## WHAT YOU NEED TO DO
Exclude the images and repeat all remaining entries exactly.
***
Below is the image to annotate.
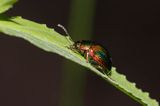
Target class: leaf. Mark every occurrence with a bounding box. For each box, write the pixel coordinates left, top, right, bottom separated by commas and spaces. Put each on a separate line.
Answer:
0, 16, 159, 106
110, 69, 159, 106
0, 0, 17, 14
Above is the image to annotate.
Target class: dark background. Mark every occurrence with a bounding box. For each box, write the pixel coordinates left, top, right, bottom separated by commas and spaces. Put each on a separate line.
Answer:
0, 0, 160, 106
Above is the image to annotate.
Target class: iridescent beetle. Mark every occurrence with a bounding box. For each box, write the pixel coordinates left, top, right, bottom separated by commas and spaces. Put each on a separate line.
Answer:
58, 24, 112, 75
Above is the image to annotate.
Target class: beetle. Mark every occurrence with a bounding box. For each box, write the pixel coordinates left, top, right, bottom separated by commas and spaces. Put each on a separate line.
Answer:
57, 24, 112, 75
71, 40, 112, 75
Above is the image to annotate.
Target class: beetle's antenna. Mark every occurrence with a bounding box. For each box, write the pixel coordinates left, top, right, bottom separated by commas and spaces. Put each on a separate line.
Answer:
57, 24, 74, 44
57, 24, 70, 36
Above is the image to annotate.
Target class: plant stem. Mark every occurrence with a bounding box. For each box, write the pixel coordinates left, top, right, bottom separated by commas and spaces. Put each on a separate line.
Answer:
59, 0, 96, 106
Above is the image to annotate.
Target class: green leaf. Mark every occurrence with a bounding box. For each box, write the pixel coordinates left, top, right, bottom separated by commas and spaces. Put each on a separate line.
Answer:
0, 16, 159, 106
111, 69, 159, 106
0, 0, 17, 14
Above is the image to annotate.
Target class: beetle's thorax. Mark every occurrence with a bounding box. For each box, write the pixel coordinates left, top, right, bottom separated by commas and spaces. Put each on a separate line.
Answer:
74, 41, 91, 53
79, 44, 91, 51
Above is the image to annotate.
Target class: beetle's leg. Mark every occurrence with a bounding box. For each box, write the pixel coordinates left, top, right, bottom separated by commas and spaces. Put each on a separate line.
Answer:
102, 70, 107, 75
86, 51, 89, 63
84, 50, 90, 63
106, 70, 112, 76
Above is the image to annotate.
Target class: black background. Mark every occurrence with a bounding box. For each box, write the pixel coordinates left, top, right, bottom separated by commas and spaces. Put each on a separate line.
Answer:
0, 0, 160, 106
***
## FINAL ANSWER
Below is the image to annotate.
Target class: leaf. Mark every occurrence with a bounding box. For each box, write the pixel coordinates left, top, right, bottom separated by commas and spaces. Put each on a separate line.
Answer:
0, 16, 159, 106
110, 69, 159, 106
0, 0, 17, 14
Above is the image to annotate.
Target class: dark background. Mark every occurrence with a bounding box. For each box, write the pixel coordinates left, top, right, bottom separated by commas and spaces. Put each on a separate line.
Answer:
0, 0, 160, 106
Above is the image to annotate.
Target class: iridescent beetle. Mark every occurrence with a bounding box. For each box, write the pixel coordinates left, top, right, bottom separated by commas and spaces. Put each on a separate line.
Answer:
58, 24, 112, 75
Above is the image to annotate.
Target class: beetle. Mark every occurrence with a bounding box. For each box, write the pixel coordinates left, top, right, bottom separated by commas and spaces. Put each on a separate line.
Answer:
57, 24, 112, 75
71, 40, 112, 75
Above is the image to annotate.
Target class: beetle's antenna. Mark every occurrence with a bounding box. For each box, write the pixel coordinates left, top, right, bottom separated by commas and spaces. Put each on a separate line.
Answer:
57, 24, 74, 44
57, 24, 70, 36
Above is the image to annotate.
Target class: plant stem. Mark every occurrence with a bounding box. For each box, write the pixel coordinates left, top, right, bottom separated by commas and spaces. Put each on a separate line.
Answer:
59, 0, 96, 106
Above is the image to annotate.
Target class: green leaf. Mark every occurrence with a bounding box. For each box, write the pixel coordinates left, top, right, bottom separated by commas and spaces. Put each on a separate line.
Answer:
0, 16, 159, 106
111, 69, 159, 106
0, 0, 17, 14
Above is the image to annotate.
Target class: beetle's thorax. Mark every occurrence with a bounding box. For each box, write the pixel coordinates left, top, right, bottom separated by commas and spaces. Put each on a separate line.
Answer:
74, 41, 91, 53
79, 44, 91, 51
Above is the image to annotate.
Target class: beetle's leg. Mark every occurrence with a bounding box. For each box, write the pixel coordinates left, top, right, bottom separated by commas and spaces. Put each on a separate line.
Answer:
102, 70, 107, 75
86, 51, 89, 63
84, 50, 90, 63
106, 70, 112, 76
Above is the image to annotate.
Target class: black background. Mark every occurrence with a bounding box. For each box, write the pixel coordinates left, top, right, bottom separated by commas and spaces. Put each on a separate line.
Answer:
0, 0, 160, 106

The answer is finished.